Questions on the material:
a) Duplicate the passage about Joe Allston from "When he receives" up to and including "fresh into memory.".
b) In the passage about Joe Allston, what was his job before he retired?

Document text:
BEGIN

Narrator Joe Allston is the “spectator bird” of Stegner’s title. He’s a retired literary agent, unhappy both with the circumstances of his retirement and the way in which he conducted his life. He feels as though he was always watching the parade of life, for instance serving as an agent to writers instead of doing the writing himself. His circumstances don’t help, as he has retired to rural area outside of San Francisco where he sees few people but his wife, whom he loves immensely but but whose familiarity he has come to find overpowering.

When he receives a note from a Danish acquaintance in the mail, Joe retrieves his journal and begins to read about the fateful trip that he and his wife took to Denmark back in the years shortly after World War II. His wife insists that he read the journal aloud, as she didn’t know he kept it. Although it’s about an awkward time in their relationship, he complies. He has put aside most of what happened on that trip for the sake of his marriage, but now it all comes burning fresh into memory.

END

Given entries:

BEGIN

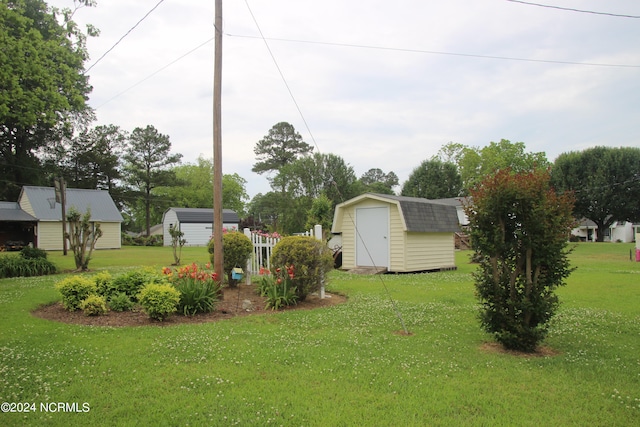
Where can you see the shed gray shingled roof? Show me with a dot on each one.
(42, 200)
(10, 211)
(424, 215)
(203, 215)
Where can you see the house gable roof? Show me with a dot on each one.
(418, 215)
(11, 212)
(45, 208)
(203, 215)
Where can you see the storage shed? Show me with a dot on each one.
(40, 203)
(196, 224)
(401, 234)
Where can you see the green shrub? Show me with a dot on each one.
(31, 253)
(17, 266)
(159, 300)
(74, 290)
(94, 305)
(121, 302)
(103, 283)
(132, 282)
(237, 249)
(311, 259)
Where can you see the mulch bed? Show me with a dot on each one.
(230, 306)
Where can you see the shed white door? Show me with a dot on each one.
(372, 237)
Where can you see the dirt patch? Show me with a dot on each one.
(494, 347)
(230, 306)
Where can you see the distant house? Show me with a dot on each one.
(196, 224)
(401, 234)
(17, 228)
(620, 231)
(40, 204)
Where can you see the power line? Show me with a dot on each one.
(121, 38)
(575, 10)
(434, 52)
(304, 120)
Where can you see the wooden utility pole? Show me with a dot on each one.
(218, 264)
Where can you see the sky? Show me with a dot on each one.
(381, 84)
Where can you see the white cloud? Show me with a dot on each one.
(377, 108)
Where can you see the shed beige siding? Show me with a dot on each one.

END
BEGIN

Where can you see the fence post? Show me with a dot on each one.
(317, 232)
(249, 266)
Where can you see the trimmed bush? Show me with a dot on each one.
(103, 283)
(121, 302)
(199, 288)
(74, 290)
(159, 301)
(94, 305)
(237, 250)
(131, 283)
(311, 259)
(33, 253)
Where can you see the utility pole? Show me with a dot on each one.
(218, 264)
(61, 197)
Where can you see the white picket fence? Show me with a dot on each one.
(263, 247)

END

Numbered answers:
a)
When he receives a note from a Danish acquaintance in the mail, Joe retrieves his journal and begins to read about the fateful trip that he and his wife took to Denmark back in the years shortly after World War II. His wife insists that he read the journal aloud, as she didn’t know he kept it. Although it’s about an awkward time in their relationship, he complies. He has put aside most of what happened on that trip for the sake of his marriage, but now it all comes burning fresh into memory.

b) He was a literary agent.